-------- Source passage --------
Efforts are underway to develop a new generation of nuclear plants that would be easier to build, and safer and more economical, but these new designs are as yet unproven.
For the near term, we believe wind and solar farms will continue to be the backbone of plans to clean up the power grid. Once environmental approvals are granted, they can be built quickly, at a predictable cost. Within this decade, we should begin to see a major contribution to power grids from offshore wind farms. For many of these projects, the major rate-limiting step is not the cost of capital, nor is it the physical difficulty of construction; it is the pace at which the environmental permits are issued. Speeding that up needs to be a worldwide focus. However, another bottleneck has cropped up, and it is rapidly growing in importance.
New renewable-energy farms need permission to connect to the power grid and sell their electricity. In some parts of the world, lengthy queues have developed as project sponsors try to win this approval. The issue is to some extent physical: electric utilities have been caught flat-footed by the surge in renewable energy, and did not spend enough money building power lines to handle it. But the problem is also bureaucratic: utilities that are heavily invested in dirty energy still perceive clean energy as a threat to their profits, and thus have no incentive to speed the connection procedure. This problem has become most acute in the United States, where waiting times are now measured in years in some states, but it is spreading around the world. Federal regulators in Washington have signalled that they are about to take the issue on, and governments everywhere need to do the same. If the issue with environmental permits gets solved, these connection delays could become the single biggest drag on the transformation of the power sector.
-------- Data extracts --------
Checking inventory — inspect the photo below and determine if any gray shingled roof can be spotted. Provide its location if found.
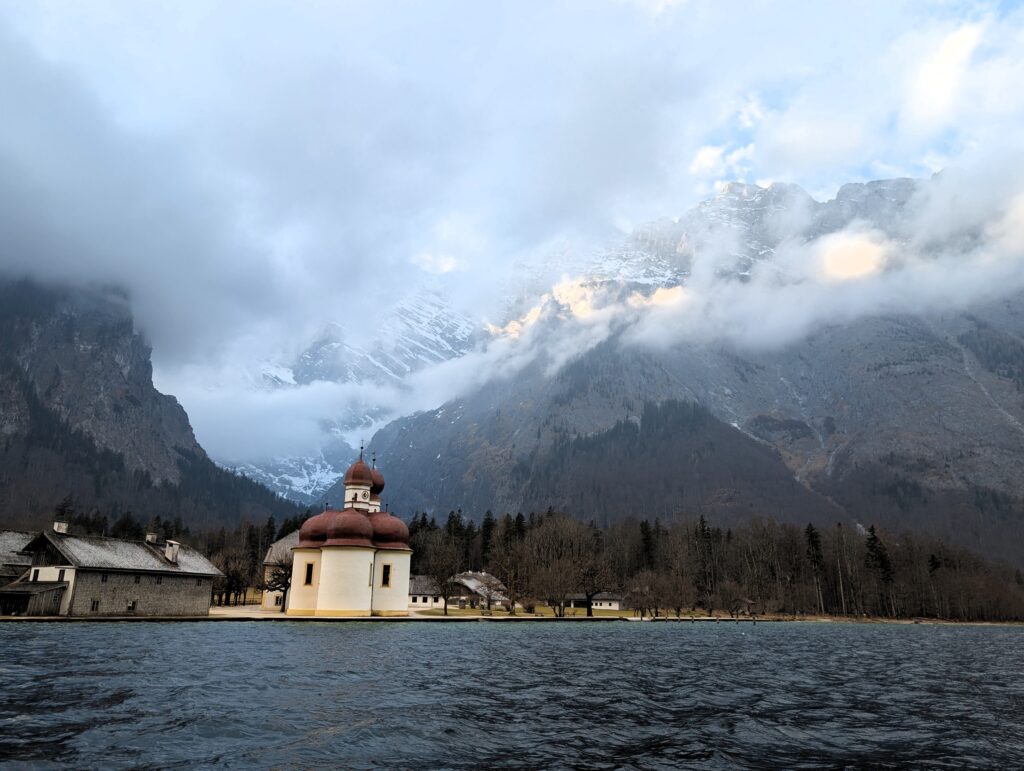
[409,575,437,595]
[37,532,221,575]
[455,571,509,602]
[263,530,299,565]
[0,530,39,585]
--------
= Questions =
a: Decide whether each statement agrees with the passage on renewable energy, answering yes or no and quoting the deciding words of the passage: (i) A major contribution from offshore wind farms is expected within this decade. (ii) For many projects, the cost of capital is the major rate-limiting step. (iii) Delays in connecting to the grid are most acute in the United States.
b: Reproduce the passage on renewable energy word for word from "For the near" to "growing in importance.".

= Solution set =
a:
(i) Yes: "Within this decade, we should begin to see a major contribution to power grids from offshore wind farms."
(ii) No: "the major rate-limiting step is not the cost of capital, nor is it the physical difficulty of construction; it is the pace at which the environmental permits are issued."
(iii) Yes: "This problem has become most acute in the United States, where waiting times are now measured in years in some states"

b:
For the near term, we believe wind and solar farms will continue to be the backbone of plans to clean up the power grid. Once environmental approvals are granted, they can be built quickly, at a predictable cost. Within this decade, we should begin to see a major contribution to power grids from offshore wind farms. For many of these projects, the major rate-limiting step is not the cost of capital, nor is it the physical difficulty of construction; it is the pace at which the environmental permits are issued. Speeding that up needs to be a worldwide focus. However, another bottleneck has cropped up, and it is rapidly growing in importance.